(Objective A): Count the lines in the listing below that contain the string "wall", with case counting, and give only that number.

* BEGIN Document section *

Trump tweeted ‘billions of dollars’ would be saved on military contracts. Then the Pentagon fired the official doing that.
Posted by M. C. on October 1, 2019
In case you were wondering what the “Deep State” looks like, this is one of it’s faces.
In December 2016, just a few weeks before moving into the White House, President-elect Donald Trump tweeted that once he was in office, “billions of dollars can and will be saved on military (and other) purchases.”
Presidential candidates often campaign for or against defense spending, but Trump was perhaps the first to promise that his business acumen — an image bolstered by his bestselling book “The Art of the Deal” — would enable him to shave billions of dollars off costly weapons, like the F-35 Joint Strike Fighter, estimated to top $1 trillion.
While Trump’s critics were questioning whether he was actually capable of achieving big savings in the military budget, over at the Pentagon the man whose job it was to negotiate those weapons deals welcomed the president’s attention to the issue.
“When you get somebody who is the president of the United States who understands precisely what you do for a living and understands how it’s actually done, it becomes a pretty rewarding thing to do, especially when someone at the top is world-class himself in terms of negotiating,” Shay Assad, the Pentagon’s pricing director, told attendees at a conference held by McAleese and Credit Suisse in March 2017, just two months after Trump’s inauguration.
Assad had already built a reputation as the Department of Defense’s toughest contract negotiator, having spent more than a decade battling defense companies on behalf of taxpayers, trying to get the prices down on skyrocketing weapons costs. Over the course of his career, he has been decorated with a panoply of awards from the Pentagon for his work, and praised for saving the government billions of dollars. A 2016 Politico profile described Assad, known for his dogged campaigns to force defense industry companies to justify their costs, as “the most hated man in the Pentagon.”…
Yet within two years of Trump’s entrance into the White House, Assad would find himself removed from his job, and his efforts to save money and recover hundreds of millions of dollars in potentially fraudulent spending tabled.

* END Document section *
* BEGIN Dataset excerpts *

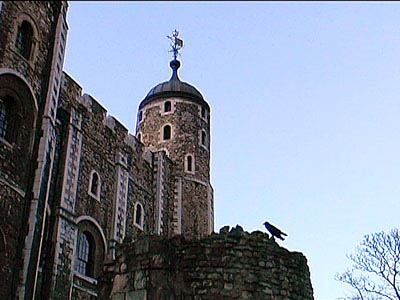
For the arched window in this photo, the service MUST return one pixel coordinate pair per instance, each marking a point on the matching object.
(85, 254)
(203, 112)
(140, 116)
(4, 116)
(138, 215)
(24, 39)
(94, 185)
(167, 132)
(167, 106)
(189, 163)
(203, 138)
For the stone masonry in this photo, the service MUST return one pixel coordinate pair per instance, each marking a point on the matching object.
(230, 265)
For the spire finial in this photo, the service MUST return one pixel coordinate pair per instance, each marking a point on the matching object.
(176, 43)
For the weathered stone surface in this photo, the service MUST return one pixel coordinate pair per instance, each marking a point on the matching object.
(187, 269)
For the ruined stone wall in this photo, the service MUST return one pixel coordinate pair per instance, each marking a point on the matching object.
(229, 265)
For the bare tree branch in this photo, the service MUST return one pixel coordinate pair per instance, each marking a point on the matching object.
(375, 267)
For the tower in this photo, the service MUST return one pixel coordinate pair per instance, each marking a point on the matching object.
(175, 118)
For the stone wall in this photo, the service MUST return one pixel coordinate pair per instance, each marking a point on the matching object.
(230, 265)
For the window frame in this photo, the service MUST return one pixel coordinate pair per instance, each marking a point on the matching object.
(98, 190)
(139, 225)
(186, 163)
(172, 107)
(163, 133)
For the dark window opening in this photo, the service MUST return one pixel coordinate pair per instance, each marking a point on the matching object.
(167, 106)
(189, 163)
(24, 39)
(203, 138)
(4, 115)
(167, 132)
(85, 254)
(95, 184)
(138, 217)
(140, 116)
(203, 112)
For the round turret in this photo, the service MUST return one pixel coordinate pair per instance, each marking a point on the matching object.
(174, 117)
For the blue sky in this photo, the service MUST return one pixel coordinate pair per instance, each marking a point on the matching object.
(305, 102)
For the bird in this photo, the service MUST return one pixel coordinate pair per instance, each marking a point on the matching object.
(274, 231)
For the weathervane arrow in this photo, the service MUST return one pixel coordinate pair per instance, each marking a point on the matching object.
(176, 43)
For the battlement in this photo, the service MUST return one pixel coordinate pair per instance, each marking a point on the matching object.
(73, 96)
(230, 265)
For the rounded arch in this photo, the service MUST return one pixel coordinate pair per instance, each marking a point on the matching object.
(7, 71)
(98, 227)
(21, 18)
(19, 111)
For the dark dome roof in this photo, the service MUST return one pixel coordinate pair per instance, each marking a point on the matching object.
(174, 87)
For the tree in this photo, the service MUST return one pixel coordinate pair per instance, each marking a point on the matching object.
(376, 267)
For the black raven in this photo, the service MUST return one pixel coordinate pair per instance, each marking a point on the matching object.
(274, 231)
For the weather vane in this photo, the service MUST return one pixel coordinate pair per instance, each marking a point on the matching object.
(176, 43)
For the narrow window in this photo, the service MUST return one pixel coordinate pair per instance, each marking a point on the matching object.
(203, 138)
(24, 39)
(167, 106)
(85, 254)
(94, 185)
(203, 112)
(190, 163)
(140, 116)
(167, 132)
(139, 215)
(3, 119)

* END Dataset excerpts *
* BEGIN Dataset excerpts *

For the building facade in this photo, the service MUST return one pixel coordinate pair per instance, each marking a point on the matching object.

* END Dataset excerpts *
* BEGIN Dataset excerpts *

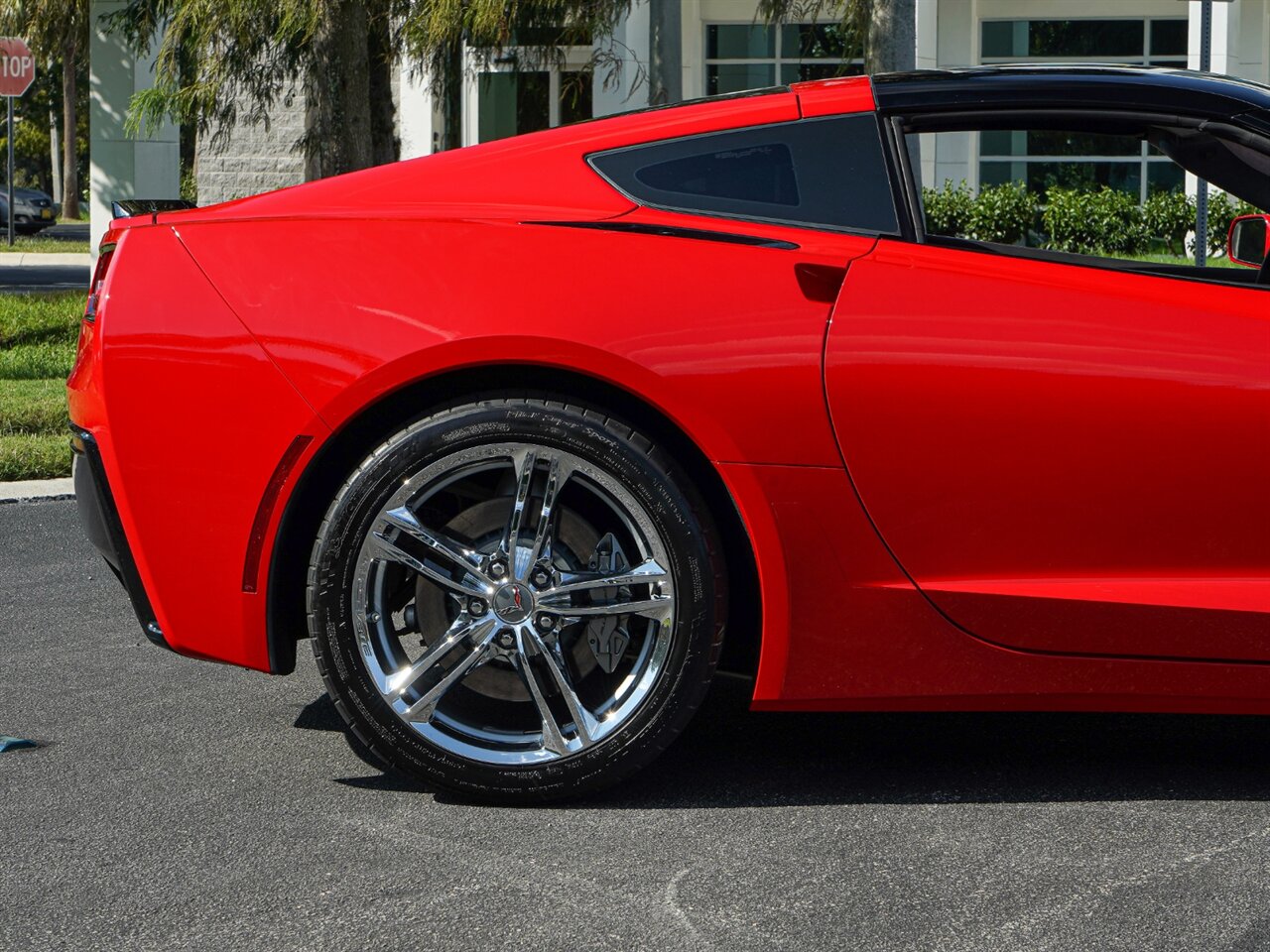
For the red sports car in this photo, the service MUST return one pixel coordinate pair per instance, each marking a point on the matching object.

* END Dataset excerpts *

(Objective B):
Answer these questions from the article about the Pentagon's pricing director:
(i) In what month and year did Trump tweet that billions of dollars would be saved on military purchases?
(ii) What was Shay Assad's position at the Pentagon?
(iii) How did a 2016 Politico profile describe Assad?

(Reply A): 2

(Reply B):
(i) December 2016
(ii) The Pentagon's pricing director
(iii) As "the most hated man in the Pentagon"